**Page text:**
========

Healthy corporate profits and cash flow along with strong economic indicators will provide a sturdy foundation to the ongoing U.S. economic recovery, according to an analysis released by The Conference Board.

Corporate profits are rising at a 30 percent annual rate due to huge gains in domestic corporate profitability and strong economic growth and a low dollar that are boosting business receipts from the rest of the world.

“Corporate profits have strengthened not just because of productivity and cost cutting, but because corporate revenue is now growing almost 7 percent annually, which is faster than gross domestic product,” said Gail D. Fosler, EVP and chief economist of The Conference Board. “It is projected to grow at this rate or faster over the next 18 months.”

A shift in profits from the financial sector to nonfinancial corporate business is under way. Activity in financial services has risen very gradually over the past decade, but profitability surged at the end of the 1990s as interest rates declined. Now with the economy expanding, the nonfinancial business sector is driving profitability. Financial services profits have dropped as a share of total profits in 2002-2003, because margins are squeezed by very low interest rates, weak loan demand, and a declining demand for many higher-margin investment banking and risk management products, The Conference Board said in a statement.

The financial services sector was able to grow profits faster than revenues because of declining interest rates, favorable market conditions that fostered an appetite for risk, and technological innovations that enabled them to shift the mix of activity to highly profitable off-balance-sheet transactions. But other sectors, like construction and leisure and hospitality, have been able to grow gross margins very rapidly.

========

**Data provided:**
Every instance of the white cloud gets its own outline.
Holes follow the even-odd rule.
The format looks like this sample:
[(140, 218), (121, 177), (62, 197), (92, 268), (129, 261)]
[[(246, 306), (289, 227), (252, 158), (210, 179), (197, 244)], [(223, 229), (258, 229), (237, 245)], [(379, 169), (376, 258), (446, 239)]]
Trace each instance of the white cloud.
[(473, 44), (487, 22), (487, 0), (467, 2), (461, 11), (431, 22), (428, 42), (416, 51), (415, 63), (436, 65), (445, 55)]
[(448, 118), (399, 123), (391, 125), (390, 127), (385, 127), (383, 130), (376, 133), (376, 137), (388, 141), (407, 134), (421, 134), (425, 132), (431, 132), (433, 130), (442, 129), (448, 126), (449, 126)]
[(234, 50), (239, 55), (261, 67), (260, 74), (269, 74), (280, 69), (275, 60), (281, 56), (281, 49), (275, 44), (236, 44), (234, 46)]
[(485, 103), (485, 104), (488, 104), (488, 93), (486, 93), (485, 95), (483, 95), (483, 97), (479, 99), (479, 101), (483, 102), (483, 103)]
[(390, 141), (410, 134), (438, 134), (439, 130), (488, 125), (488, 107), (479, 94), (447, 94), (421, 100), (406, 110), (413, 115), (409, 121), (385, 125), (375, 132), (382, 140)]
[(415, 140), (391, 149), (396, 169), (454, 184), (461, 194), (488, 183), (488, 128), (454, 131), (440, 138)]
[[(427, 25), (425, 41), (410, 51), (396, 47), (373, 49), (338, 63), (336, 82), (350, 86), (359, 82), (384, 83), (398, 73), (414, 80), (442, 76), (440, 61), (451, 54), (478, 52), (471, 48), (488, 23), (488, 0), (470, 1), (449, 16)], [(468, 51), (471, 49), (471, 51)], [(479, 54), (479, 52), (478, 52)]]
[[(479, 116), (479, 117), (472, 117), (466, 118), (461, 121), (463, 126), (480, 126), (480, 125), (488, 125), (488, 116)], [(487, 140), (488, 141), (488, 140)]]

========

**Activity list:**
(1) Could you give everything from "Healthy corporate profits" down to "of the world." in the corporate profits article again, switching "The Conference Board" to "the Board"?
(2) Can you sum up the corporate profits article in two sentences?
The listing has no connection to the corporate profits article.

**Answers to this exercise:**
(1)
Healthy corporate profits and cash flow along with strong economic indicators will provide a sturdy foundation to the ongoing U.S. economic recovery, according to an analysis released by the Board.

Corporate profits are rising at a 30 percent annual rate due to huge gains in domestic corporate profitability and strong economic growth and a low dollar that are boosting business receipts from the rest of the world.

(2) Corporate profits are rising at a 30 percent annual rate, and The Conference Board says healthy profits, cash flow and strong economic indicators will give the U.S. recovery a sturdy foundation. Corporate revenue is growing almost 7 percent a year, and profits are shifting from financial services, whose margins are squeezed by very low interest rates and weak loan demand, to nonfinancial business.